◆ SHORT PROBLEM ◆
Return each line in the items below that contains the word "every".

* BEGIN DATA TO USE *

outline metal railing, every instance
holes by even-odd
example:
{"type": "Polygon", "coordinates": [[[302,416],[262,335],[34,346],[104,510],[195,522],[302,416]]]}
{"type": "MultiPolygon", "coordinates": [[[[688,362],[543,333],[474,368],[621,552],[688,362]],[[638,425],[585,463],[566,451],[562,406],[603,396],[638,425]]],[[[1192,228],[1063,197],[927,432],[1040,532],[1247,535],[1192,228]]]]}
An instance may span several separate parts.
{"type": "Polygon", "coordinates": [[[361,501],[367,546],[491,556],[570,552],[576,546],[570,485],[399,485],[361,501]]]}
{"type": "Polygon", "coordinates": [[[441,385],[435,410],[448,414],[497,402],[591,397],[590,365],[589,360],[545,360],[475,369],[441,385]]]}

* END DATA TO USE *
* BEGIN DATA TO USE *

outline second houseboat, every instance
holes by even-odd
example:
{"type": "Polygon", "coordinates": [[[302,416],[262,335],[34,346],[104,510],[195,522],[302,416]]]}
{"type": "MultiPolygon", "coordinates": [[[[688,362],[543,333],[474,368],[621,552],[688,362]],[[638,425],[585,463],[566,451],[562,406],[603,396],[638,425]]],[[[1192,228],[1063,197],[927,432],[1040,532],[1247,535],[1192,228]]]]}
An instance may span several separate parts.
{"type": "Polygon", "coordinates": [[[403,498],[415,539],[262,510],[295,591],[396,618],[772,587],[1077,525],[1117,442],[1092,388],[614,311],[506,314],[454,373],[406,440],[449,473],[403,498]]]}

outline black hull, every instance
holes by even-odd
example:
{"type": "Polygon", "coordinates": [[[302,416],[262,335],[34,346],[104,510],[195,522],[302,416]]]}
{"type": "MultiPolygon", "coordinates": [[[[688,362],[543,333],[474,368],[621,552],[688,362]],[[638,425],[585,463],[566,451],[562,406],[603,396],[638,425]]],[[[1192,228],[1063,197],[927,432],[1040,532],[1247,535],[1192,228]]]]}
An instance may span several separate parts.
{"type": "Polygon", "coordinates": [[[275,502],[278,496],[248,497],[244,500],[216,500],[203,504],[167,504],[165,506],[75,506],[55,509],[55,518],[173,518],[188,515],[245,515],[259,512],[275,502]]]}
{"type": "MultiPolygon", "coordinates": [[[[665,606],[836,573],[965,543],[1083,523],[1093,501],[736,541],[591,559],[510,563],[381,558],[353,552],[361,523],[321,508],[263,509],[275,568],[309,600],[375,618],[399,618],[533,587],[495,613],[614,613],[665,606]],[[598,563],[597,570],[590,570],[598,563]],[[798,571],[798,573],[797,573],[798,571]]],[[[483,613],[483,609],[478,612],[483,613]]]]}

* END DATA TO USE *
* BEGIN DATA TO USE *

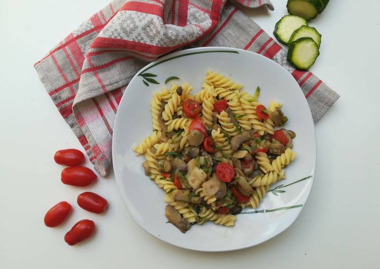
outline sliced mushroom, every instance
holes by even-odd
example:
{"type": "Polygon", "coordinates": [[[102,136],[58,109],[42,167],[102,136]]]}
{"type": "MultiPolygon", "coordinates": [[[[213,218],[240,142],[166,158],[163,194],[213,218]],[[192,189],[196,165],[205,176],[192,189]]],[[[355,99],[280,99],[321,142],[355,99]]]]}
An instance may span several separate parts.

* END DATA TO USE *

◆ WRITTEN RESPONSE ◆
outline metal railing, every instance
outline second houseboat, every instance
outline black hull, every instance
outline sliced mushroom, every instance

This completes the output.